---------- STORED ROWS ----------

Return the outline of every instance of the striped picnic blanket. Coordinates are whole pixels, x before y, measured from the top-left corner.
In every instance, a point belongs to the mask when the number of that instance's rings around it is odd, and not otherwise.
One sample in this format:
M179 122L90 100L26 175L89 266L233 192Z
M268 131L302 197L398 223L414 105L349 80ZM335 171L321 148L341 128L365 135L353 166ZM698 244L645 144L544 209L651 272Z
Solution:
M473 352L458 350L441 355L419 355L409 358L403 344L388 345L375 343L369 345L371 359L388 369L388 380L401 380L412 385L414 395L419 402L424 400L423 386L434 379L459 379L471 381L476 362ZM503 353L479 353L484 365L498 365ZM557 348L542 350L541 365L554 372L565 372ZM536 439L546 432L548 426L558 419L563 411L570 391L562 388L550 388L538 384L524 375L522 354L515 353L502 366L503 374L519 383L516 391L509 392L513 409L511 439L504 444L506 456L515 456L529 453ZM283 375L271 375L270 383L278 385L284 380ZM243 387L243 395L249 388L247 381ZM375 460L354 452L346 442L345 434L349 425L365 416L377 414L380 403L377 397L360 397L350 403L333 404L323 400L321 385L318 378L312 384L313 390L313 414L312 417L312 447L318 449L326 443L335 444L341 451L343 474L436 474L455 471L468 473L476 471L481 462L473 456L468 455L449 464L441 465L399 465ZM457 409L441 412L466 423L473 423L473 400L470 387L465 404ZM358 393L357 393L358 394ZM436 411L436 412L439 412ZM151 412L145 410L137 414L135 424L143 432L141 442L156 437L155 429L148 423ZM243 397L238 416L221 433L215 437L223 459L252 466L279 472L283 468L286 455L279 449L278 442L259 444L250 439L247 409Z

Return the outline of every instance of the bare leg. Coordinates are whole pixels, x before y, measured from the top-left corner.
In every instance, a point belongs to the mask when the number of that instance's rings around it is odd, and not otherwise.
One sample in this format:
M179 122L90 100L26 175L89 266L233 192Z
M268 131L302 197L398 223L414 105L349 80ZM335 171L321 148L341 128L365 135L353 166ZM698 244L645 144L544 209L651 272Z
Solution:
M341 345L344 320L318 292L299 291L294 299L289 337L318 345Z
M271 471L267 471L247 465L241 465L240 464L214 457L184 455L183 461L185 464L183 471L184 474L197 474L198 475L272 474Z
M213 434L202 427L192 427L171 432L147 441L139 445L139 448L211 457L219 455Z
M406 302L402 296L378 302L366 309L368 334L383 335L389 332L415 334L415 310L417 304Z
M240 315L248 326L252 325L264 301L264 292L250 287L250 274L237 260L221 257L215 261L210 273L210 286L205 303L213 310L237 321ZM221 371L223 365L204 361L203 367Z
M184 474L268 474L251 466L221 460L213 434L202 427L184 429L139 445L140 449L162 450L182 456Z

----------

### STATED GOAL
Gather every line of the data above that contains the word "before", and copy each such line in full.

### EXPECTED ANSWER
Return the outline of every instance of the striped picnic blanket. Coordinates are whole pixels, x before y, measured from the top-left corner.
Return the outline of every instance of the bare leg. Coordinates are whole pixels, x before y, measured from the top-left corner.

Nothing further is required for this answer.